Tasks for this exercise —
1. Duplicate the passage of the article on fear-memory research from "In a bold program" to "with unthreatening thoughts.".
2. Finish out the next part of the article on fear-memory research, picking up right after its last sentence.

Page excerpt —
Over the last two years, Bo Li, Ph.D., of Cold Spring Harbor Laboratory, 2014 Freedman Honorable Mention Prizewinner and 2010 NARSAD Young Investigator Grantee, has published remarkable findings that trace fear memories to a precise group of neurons in the central amygdala. Dr. Li was able to pinpoint these cells by training mice to respond to a harmless auditory cue in “Pavlovian” fashion. Whenever they hear a certain sound, which they are trained to associate with a mild foot shock, the mice freeze with fear. Once trained, the mice freeze whenever they hear the sound cue—even when they are not given a foot shock or exposed to any other discomfort. They are acting on the basis of their memory of the unpleasant experience. Dr. Li and other neuroscientists, including Richard L. Huganir, Ph.D., a 1999 NARSAD Distinguished Investigator Grantee, want to know much more about the neural mechanisms behind this reaction, with an eye to moving beyond exposure therapy in attempting to counter it.

Using genetic techniques to “tag” the neurons specifically involved in the fear response in the mouse brain, Dr. Li and his team have recently shown precisely how these neurons in the central amygdala are connected via long-range nerve fibers to the brainstem where the signal is translated into action: mouse muscle cells fire thousandths of a second after the cue is sounded. Precise neural and anatomical knowledge like this is very challenging to identify in the brain, and greatly advances the possibilities for more targeted and effective therapies.

In a bold program of research, Dr. Huganir, of Johns Hopkins University and an Investigator of the Howard Hughes Medical Institute, has been working since 2010 on ways to completely erase fear memories. Dr. Huganir notes that “erasure,” for all practical purposes, is what occurs in people with PTSD when “exposure” therapy succeeds: cues for an unwanted traumatic memory are effectively reprogrammed or replaced, so that they are associated with unthreatening thoughts.

This reprogramming is possible because of the brain’s plasticity, as mentioned in the opening of this article. As we move through life, second by second, day by day, our brain is constantly being reshaped, in a way that directly reflects our experiences. “By sculpting connections between neurons, learning creates new circuits, making new connections, strengthening some, weakening or removing others,” Dr. Huganir explains. “We’ve found that you can remove receptors from a synapse or add them to a synapse, and that this affects the strength of the connection. Or, if you remove a specific mechanism for adding receptors to a synapse, you can affect the ability of mice to retain a memory. They become forgetful.”

Information shown —
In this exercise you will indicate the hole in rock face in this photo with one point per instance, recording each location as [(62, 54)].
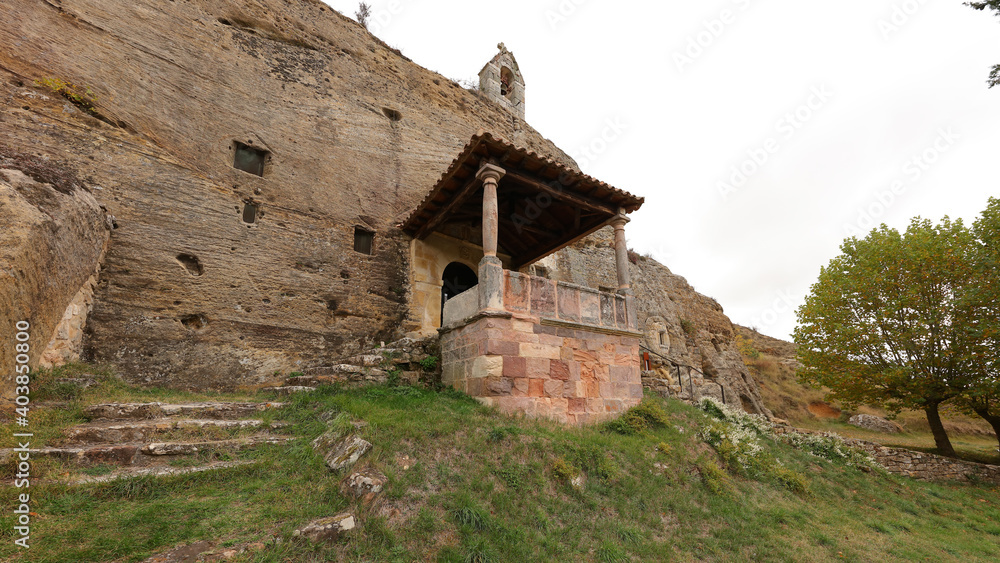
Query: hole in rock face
[(393, 115), (191, 264), (249, 159), (194, 322), (249, 212), (363, 240)]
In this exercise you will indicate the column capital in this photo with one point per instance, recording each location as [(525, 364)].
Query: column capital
[(621, 219), (490, 172)]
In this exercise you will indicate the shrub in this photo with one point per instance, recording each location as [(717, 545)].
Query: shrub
[(564, 470), (644, 416), (688, 327), (429, 363)]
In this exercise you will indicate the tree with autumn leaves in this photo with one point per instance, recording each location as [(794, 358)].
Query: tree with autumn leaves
[(909, 321)]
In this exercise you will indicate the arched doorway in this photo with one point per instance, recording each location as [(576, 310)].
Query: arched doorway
[(457, 279)]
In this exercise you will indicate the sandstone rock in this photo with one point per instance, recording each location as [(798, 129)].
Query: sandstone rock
[(365, 485), (356, 134), (326, 530), (875, 423), (51, 242), (340, 451)]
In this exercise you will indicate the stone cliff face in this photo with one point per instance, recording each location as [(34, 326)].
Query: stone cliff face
[(52, 238), (257, 156), (216, 276), (688, 337)]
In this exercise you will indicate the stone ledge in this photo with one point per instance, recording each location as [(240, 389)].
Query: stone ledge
[(469, 320), (589, 328)]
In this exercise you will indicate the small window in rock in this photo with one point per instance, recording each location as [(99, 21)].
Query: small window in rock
[(249, 212), (249, 159), (363, 240)]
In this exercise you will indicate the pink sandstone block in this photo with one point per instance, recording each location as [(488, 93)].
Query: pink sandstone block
[(621, 373), (521, 387), (558, 409), (554, 388), (473, 387), (537, 368), (602, 373), (536, 387), (500, 348), (515, 366), (558, 370), (575, 389), (549, 340), (498, 386), (577, 405), (574, 370)]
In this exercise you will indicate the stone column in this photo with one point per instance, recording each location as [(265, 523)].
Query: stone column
[(621, 263), (490, 268), (621, 253)]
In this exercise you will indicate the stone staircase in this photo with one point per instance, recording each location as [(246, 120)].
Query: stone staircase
[(406, 361), (135, 439)]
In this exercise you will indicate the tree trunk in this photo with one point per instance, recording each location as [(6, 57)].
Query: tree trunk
[(937, 428), (992, 419)]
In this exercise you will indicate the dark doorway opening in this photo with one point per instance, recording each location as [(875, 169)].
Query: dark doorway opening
[(457, 279)]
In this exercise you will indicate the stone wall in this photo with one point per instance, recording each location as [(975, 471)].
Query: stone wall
[(191, 294), (516, 365), (559, 351), (678, 323), (928, 467)]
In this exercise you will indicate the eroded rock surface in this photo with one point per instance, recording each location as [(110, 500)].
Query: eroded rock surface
[(219, 277), (51, 242)]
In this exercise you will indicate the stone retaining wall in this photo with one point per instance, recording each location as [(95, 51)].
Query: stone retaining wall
[(917, 465), (928, 467)]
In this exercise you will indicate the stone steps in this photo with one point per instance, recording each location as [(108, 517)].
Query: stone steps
[(142, 454), (144, 430), (205, 410), (132, 472)]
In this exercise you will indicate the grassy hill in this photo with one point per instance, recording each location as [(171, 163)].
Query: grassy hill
[(468, 484), (772, 363)]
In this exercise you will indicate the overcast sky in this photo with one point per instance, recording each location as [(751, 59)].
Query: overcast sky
[(760, 132)]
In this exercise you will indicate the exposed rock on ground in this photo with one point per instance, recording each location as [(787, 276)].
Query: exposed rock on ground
[(327, 530), (340, 449)]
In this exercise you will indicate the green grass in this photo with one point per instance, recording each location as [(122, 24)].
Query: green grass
[(489, 487)]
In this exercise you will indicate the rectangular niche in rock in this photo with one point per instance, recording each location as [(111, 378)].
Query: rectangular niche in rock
[(363, 240), (249, 159)]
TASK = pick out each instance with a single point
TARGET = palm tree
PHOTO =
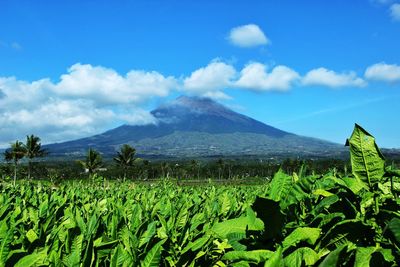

Answers by item number —
1.
In a bold program of research, Dr. Huganir, of Johns Hopkins University and an Investigator of the Howard Hughes Medical Institute, has been working since 2010 on ways to completely erase fear memories. Dr. Huganir notes that “erasure,” for all practical purposes, is what occurs in people with PTSD when “exposure” therapy succeeds: cues for an unwanted traumatic memory are effectively reprogrammed or replaced, so that they are associated with unthreatening thoughts.

2.
This is the train of thought that has led to Dr. Huganir’s remarkable work since 2010 on erasing fear memories. When the brain learns something, nerve cells are adding receptors around the synapses that connect neighboring cells, making connections stronger. Fear memories are learned by neurons in the amygdala. Dr. Huganir has learned in his mouse studies that a window in time opens about a day after a fearful memory is encoded and closes, usually within a week. During this period, a common type of glutamate receptor on nerve cells in the amygdala is replaced with a rare receptor subtype. (Both are variants of so-called AMPA receptors.) The rare subtype is unstable, and Dr. Huganir’s experiments show it can be removed entirely by activating another brain receptor called mGluR1.* When this happens, the mechanism by which a fear memory is encoded is reversed and the fear memory is erased.

Dr. Huganir has found that when behavioral therapy works in recently traumatized animals, it activates the mGluR1* pathway. He suspects that when this happens in the human brain, as in the mice in his experiments, the rare AMPA receptor subtype is destabilized, keeping the linkage between external cues that trigger a memory of a trauma and cause an overreaction in the stress system from fully forming. The caveat, he notes, is that the intervention must occur within that narrow window after a traumatic or stressful event––a day to a week after.

Dr. Huganir’s team is looking for ways to re-open or extend that very specific time window. He envisions a time when behavioral therapy can be combined with medications to activate the mGluR1* pathway, even beyond the brief time after a traumatic event, to prevent bad memories from forming.